What attracted our attention though was not the beach, for that was still carefully hidden behind high marble walls, nor the toilets (no sign of them at all yet), but a small but really inviting wooden kiosk with a cosy terrace where chairs and tables were grouped under large beach umbrellas and fake palm trees. A few guests were chitchatting away while waiting to be served. A beach store of some sorts, surely. Not a bad place for a first well deserved rest and drink, and, giving the promotion posters with ladies in bikinis a first quick glance from a distance, they seemed to sell swimming gear. What else could it be, in front of the pool’s entrance, right? Well, let me just tell you what was on the menu card. All products were really only one and the same item but available in multiple sizes, and just as in Starbucks, they called small ‘tall’, tall ‘large’ and large ‘grande’. The only difference was that they didn’t sell beverage here, but silicon breast implants.
That was awkward, especially because a waitress (or whatever they are called in a place like this) just came to our table to take the order, or at least explain the options. But my son wasn’t looking for bigger breasts -after all, he is still growing- nor was I. How to get out of this situation? “Do you do take-aways as well? With those practical cup-holders, please.” I didn’t ask, but surely considered it. Take it from me, the best way to safe yourself is to take it like a MAN: gracefully rise up from your chair, straighten your back, push your shoulders back, breath in deep and high and allow your by now proudly forwards pointing chest to expand -as big as you can. And that’s how we left. Once again I had a lot to explain to Asher but I left it by the marketing perspective that this was a hotspot location for them. Mums are waiting while their child is swimming, then what else would you do, as mum? I’m not sure whether it really explained his questions, but I left it at that anyway because I felt many eyes burning on my back. Time to move on.
We left our ‘beach shop’, forgot about swimming and headed straight for the gents (no ladies would follow us there now, would they?) but instead, stumbled into the female side of the family while passing a nearby shop. Cold air had moved them to the next store and then the next and all that was left of their idea of shopping for summer clothing was but a frozen fossil from warmer times long gone. The indoor temperatures had turned against them and they were looking quite pale. They were trying on winter coats now, three at the same time.
They decided to call it a day, to which I reluctantly agreed. It may surprise you, but I thought this day was not all that unsuccessful. For one, it did give me something to write about (although, let me be honest, I may be wrong on a detail or two), but above all, I was quite sure they wouldn’t dare to plan another shopping trip anytime soon. What more could I hope for, really? Now let’s get the car.

**DATASET CONTENT**
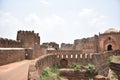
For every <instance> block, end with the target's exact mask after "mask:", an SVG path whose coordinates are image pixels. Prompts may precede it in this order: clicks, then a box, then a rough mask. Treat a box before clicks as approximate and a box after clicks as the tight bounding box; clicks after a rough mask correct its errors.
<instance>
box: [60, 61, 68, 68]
mask: <svg viewBox="0 0 120 80" xmlns="http://www.w3.org/2000/svg"><path fill="white" fill-rule="evenodd" d="M60 67H61V68H67V67H68V60H66V59H61V60H60Z"/></svg>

**CHECK YOUR UNDERSTANDING**
1) Decide whether each statement below agrees with the shopping-trip account. Answer yes or no and quote the deciding words. (a) The wooden kiosk sold swimming gear. (b) The female side of the family was trying on winter coats. (c) The narrator eagerly agreed to call it a day.
2) Copy out the stretch of the shopping-trip account from "They decided to" through "get the car.".

**SOLUTIONS**
1)
(a) No: "The only difference was that they didn’t sell beverage here, but silicon breast implants."
(b) Yes: "They were trying on winter coats now, three at the same time."
(c) No: "They decided to call it a day, to which I reluctantly agreed."

2)
They decided to call it a day, to which I reluctantly agreed. It may surprise you, but I thought this day was not all that unsuccessful. For one, it did give me something to write about (although, let me be honest, I may be wrong on a detail or two), but above all, I was quite sure they wouldn’t dare to plan another shopping trip anytime soon. What more could I hope for, really? Now let’s get the car.